▸ **ACTIONS TO TAKE**
a) Reproduce the passage on personal risk management verbatim, starting at "In weighing up" and ending at "fit as possible.".
b) For each statement, answer yes or no according to the passage on personal risk management, and quote the deciding words: (i) The specialist advised proceeding with surgery right away. (ii) Scheduling an immediate surgery would probably take six to eight weeks. (iii) After deciding to delay, he gave up his exercise programme.

▸ **PASSAGE FOR REVIEW**

________________________________________

29 November 2018

Risk Management is all about Choosing; Sometimes it is Personal

About three months ago, a dear friend was diagnosed with a serious condition. At some time, a medical intervention would be required, either major surgery, or potentially keyhole surgery. He, with advice from his specialist, had to choose; surgery now, or monitor the situation and plan surgery at a later date. There were many reasons that either choice would have been acceptable – get the surgery out of the way quickly to reduce the risk of a catastrophic event, or wait six months until the family was in a good position to be able to handle the disruption.

The condition could manifest itself any time, or might not for a few years. What should be done? If they agreed to go ahead with the surgery immediately, then it would probably take six to eight weeks to schedule the surgery, and only the major surgery option would be available.

In weighing up all the factors and eventualities, his specialist suggested that the situation be monitored, but that if he had any events that were of concern, to contact the hospital immediately, and they would schedule the surgery, major or keyhole depending on what was happening or required. With other factors in his family life at that time, a delay would have been best, as long as the doctor felt it was safe to do so. He chose to delay. He also choose to "mitigate" through continuing his exercise programme, and ensuring he was as fit as possible.

________________________________________

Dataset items
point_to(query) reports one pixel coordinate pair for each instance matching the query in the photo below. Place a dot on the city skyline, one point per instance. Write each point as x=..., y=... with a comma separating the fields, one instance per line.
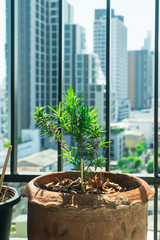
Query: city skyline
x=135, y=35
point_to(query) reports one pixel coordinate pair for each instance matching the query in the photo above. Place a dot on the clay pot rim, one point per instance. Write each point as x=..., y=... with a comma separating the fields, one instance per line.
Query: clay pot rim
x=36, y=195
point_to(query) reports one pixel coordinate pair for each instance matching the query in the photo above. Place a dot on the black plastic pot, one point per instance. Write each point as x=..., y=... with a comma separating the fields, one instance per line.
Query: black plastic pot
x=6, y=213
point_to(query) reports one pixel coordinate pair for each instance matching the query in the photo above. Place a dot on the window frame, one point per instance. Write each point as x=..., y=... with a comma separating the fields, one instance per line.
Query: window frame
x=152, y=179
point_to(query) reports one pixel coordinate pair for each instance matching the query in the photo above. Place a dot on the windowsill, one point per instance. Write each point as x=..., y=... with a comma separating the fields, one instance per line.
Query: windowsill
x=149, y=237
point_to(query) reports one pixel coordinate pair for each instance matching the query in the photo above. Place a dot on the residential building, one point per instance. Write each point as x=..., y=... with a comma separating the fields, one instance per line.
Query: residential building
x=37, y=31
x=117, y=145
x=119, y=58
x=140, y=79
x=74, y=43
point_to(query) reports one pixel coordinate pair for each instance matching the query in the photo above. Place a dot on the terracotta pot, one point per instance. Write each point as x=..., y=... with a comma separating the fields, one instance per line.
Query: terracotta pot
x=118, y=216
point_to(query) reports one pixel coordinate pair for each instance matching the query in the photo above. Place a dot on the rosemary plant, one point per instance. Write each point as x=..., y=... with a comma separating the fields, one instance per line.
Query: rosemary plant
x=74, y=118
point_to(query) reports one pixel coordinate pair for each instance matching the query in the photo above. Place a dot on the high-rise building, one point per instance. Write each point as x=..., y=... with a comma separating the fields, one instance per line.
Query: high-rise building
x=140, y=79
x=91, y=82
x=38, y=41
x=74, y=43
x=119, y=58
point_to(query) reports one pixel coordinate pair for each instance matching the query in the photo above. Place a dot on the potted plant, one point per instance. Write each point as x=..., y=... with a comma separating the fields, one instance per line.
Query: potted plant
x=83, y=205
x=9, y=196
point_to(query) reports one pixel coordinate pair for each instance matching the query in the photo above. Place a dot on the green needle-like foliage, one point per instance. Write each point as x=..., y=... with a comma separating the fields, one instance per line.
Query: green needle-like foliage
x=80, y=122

________________________________________

▸ **ANSWERS FOR THE EXERCISE**
a)
In weighing up all the factors and eventualities, his specialist suggested that the situation be monitored, but that if he had any events that were of concern, to contact the hospital immediately, and they would schedule the surgery, major or keyhole depending on what was happening or required. With other factors in his family life at that time, a delay would have been best, as long as the doctor felt it was safe to do so. He chose to delay. He also choose to "mitigate" through continuing his exercise programme, and ensuring he was as fit as possible.

b)
(i) No: "his specialist suggested that the situation be monitored"
(ii) Yes: "it would probably take six to eight weeks to schedule the surgery"
(iii) No: "continuing his exercise programme, and ensuring he was as fit as possible"